▸ Task objective
Every line below must be copied as written, except for pictures.

⟨

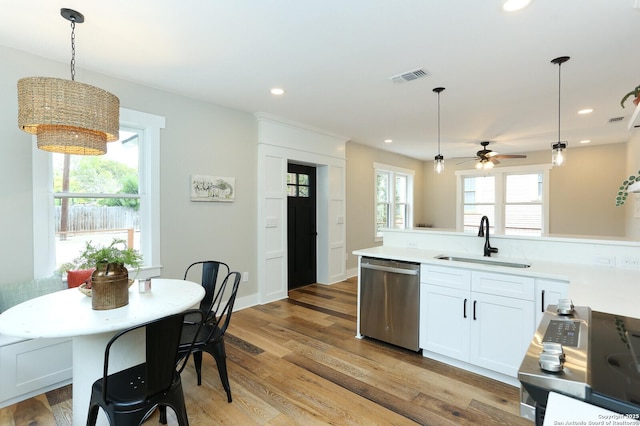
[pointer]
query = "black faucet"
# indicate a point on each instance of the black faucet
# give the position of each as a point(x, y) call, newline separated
point(484, 223)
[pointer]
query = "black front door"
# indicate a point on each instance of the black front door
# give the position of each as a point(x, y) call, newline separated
point(301, 225)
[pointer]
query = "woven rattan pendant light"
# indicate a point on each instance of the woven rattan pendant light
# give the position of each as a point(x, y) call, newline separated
point(68, 117)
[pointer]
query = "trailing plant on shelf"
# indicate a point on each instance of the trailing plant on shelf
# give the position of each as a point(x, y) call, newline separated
point(621, 197)
point(635, 93)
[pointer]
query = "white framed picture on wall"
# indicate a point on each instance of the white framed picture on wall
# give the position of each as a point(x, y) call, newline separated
point(213, 188)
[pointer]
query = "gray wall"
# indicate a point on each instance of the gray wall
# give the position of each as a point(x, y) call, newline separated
point(199, 138)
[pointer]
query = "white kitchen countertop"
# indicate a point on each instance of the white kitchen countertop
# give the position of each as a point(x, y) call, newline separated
point(601, 287)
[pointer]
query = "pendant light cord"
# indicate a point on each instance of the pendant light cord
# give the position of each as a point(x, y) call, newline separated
point(73, 49)
point(438, 123)
point(559, 87)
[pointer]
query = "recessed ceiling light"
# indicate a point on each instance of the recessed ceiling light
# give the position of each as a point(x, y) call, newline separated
point(513, 5)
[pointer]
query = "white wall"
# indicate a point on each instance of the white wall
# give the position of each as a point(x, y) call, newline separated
point(632, 204)
point(199, 138)
point(280, 142)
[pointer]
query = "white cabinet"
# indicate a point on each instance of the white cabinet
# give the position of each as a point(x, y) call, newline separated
point(485, 319)
point(32, 367)
point(548, 292)
point(501, 330)
point(444, 327)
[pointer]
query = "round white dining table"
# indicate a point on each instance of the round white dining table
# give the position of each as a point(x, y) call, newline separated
point(68, 313)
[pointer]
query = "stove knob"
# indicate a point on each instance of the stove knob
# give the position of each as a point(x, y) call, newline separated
point(565, 307)
point(552, 357)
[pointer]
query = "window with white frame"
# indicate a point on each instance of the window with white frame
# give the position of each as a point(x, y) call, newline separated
point(515, 199)
point(394, 197)
point(82, 198)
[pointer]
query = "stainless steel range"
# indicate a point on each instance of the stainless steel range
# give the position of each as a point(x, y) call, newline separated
point(591, 356)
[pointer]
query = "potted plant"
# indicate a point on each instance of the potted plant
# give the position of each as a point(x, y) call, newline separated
point(635, 93)
point(622, 194)
point(109, 281)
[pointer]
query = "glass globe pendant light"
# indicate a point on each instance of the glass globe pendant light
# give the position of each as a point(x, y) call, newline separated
point(559, 149)
point(438, 162)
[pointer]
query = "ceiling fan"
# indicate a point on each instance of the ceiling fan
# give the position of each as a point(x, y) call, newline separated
point(487, 158)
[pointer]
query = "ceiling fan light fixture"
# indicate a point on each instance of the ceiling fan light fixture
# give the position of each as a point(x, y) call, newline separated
point(559, 149)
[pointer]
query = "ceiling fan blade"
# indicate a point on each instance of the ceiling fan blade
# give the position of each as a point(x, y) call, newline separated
point(510, 156)
point(466, 161)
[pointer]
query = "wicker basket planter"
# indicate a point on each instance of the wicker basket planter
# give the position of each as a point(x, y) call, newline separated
point(109, 286)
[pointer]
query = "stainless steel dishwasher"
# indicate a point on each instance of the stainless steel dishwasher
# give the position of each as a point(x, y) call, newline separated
point(390, 301)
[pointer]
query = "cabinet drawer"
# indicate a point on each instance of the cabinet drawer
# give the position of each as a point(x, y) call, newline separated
point(504, 285)
point(447, 277)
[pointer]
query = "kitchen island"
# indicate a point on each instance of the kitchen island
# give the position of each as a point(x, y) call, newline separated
point(510, 299)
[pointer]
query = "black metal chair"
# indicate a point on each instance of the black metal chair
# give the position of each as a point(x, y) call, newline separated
point(129, 396)
point(210, 336)
point(208, 271)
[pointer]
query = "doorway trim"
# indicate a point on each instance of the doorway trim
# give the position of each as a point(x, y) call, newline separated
point(279, 142)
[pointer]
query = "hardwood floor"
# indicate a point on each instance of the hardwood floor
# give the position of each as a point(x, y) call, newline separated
point(297, 362)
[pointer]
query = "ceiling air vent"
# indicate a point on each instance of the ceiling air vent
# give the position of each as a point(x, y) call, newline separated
point(410, 76)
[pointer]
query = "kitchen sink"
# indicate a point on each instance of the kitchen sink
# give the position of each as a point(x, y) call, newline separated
point(483, 261)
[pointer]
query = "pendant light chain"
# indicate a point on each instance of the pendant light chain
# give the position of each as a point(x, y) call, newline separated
point(73, 49)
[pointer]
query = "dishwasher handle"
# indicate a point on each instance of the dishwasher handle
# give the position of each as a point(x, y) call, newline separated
point(390, 269)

⟩

▸ Task solution
[pointer]
query = "black faucet"
# indicate a point on each instance of the black faucet
# give the position of each as a point(x, y) call, newline separated
point(484, 223)
[pointer]
query = "black front door"
# indicate a point on each instance of the black front door
# give the position of each as a point(x, y) call, newline separated
point(301, 225)
[pointer]
query = "woven rattan pendant light"
# indicate a point on each instance of the woven rattan pendant light
# give the position of each as a point(x, y) call, newline separated
point(68, 117)
[pointer]
query = "trailing plant on shelf"
# indicate a point on each instance of the trailing plant on shelf
# give the position of each as a point(x, y) call, newline separated
point(621, 197)
point(635, 93)
[pointer]
query = "white framed picture on wall"
# indicate a point on each instance of the white framed picture on wall
# give the position of each as a point(x, y) call, newline separated
point(213, 188)
[pointer]
query = "gray wall"
# indicate a point on each instance of the gray wall
# give the position of each as a point(x, y) call, newline separated
point(199, 138)
[pointer]
query = "white kitchen countertop"
# indicate a point on each instance of the white kitchen countertop
# give the position of each as a point(x, y) call, newline separated
point(601, 287)
[pointer]
query = "pendant light cord"
# indicate a point on each instance of the pendant light cord
# give the position of each as a point(x, y) call, newline separated
point(73, 49)
point(438, 123)
point(559, 87)
[pointer]
query = "recessed ceiling light"
# indicate a point on each instance of the recessed ceiling light
# give the position of each as a point(x, y) call, newline separated
point(513, 5)
[pointer]
query = "white wall"
# indicate a point on each instance of the white wall
# give the position of each as a point(x, y) call, newline separated
point(632, 204)
point(199, 138)
point(280, 142)
[pointer]
query = "white cabinet"
# indicate a point on each instance of the white cabinet
# give the position of each as a point(x, y) call, newline separated
point(485, 319)
point(32, 367)
point(548, 292)
point(501, 330)
point(444, 327)
[pointer]
query = "round white dining table"
# indicate a point on each instance of the round white dining table
# give the position of each as a point(x, y) call, newline separated
point(68, 313)
[pointer]
query = "stove knob"
# indicate a point on each instance of the stove knob
# give the position of each as a point(x, y) call, newline separated
point(565, 307)
point(552, 357)
[pointer]
query = "window with white frame"
# indicate a point on each instance of the window with white frame
# give the position of each as a point(x, y) call, newline separated
point(515, 199)
point(394, 197)
point(82, 198)
[pointer]
query = "stainless steel range"
# indicate a point on each instance of the stainless steel range
# give the position of each as a point(x, y) call, newline separated
point(591, 356)
[pointer]
query = "potted plant"
# indicate a point on each instance of the potted plant
# give the position of each as a point(x, y) call, newline separated
point(635, 93)
point(622, 194)
point(109, 281)
[pointer]
query = "glass globe pendant light"
# indicate a point on each instance of the glass globe pendant light
# give the position of each as a point(x, y) call, newline separated
point(559, 149)
point(438, 162)
[pointer]
query = "ceiling fan"
# indicate a point on each instance of the ceiling fan
# give the position of each as a point(x, y) call, newline separated
point(487, 158)
[pointer]
query = "ceiling fan light fixture"
# indicate a point on each instance of the ceiling fan light fixture
# give the position of each as a point(x, y) call, newline separated
point(559, 149)
[pointer]
query = "ceiling fan blade"
# indicate a point on each instance of the ceiling fan blade
# give the position of each as a point(x, y) call, newline separated
point(510, 156)
point(466, 161)
[pointer]
query = "wicker basket planter"
# indicate a point on each instance of the wicker basket planter
# give the position of each as a point(x, y) call, newline separated
point(109, 286)
[pointer]
query = "stainless steel dishwasher"
# indicate a point on each instance of the stainless steel dishwasher
# give the position of each as a point(x, y) call, newline separated
point(390, 301)
[pointer]
query = "cabinet drawer"
# indicate a point on each instance of the cabinet drawer
# give the position of each as a point(x, y) call, newline separated
point(504, 285)
point(447, 277)
[pointer]
query = "kitchen island"
# indicate a point on each instance of the kitchen island
# give the position of each as a point(x, y) call, newline separated
point(510, 299)
[pointer]
query = "black metal chair"
# indicate a point on each instance of the black metal chair
# give the position of each as a point(x, y) call, newline separated
point(129, 396)
point(210, 336)
point(208, 271)
[pointer]
query = "doorway trim"
# indicate a point on each instance of the doorway trim
# give the position of each as a point(x, y) call, newline separated
point(279, 142)
[pointer]
query = "hardwood floor"
# indicate a point on each instance of the hardwood floor
# give the position of each as a point(x, y) call, newline separated
point(297, 362)
[pointer]
query = "ceiling air vent"
# indicate a point on each instance of the ceiling air vent
# give the position of each as a point(x, y) call, newline separated
point(410, 76)
[pointer]
query = "kitchen sink"
# indicate a point on each instance of the kitchen sink
# give the position of each as a point(x, y) call, newline separated
point(483, 261)
[pointer]
query = "pendant light chain"
# indicate a point on each instance of the pendant light chain
# give the position of each as a point(x, y) call, newline separated
point(73, 49)
[pointer]
query = "dishwasher handle"
# indicate a point on each instance of the dishwasher handle
# give the position of each as a point(x, y) call, newline separated
point(390, 269)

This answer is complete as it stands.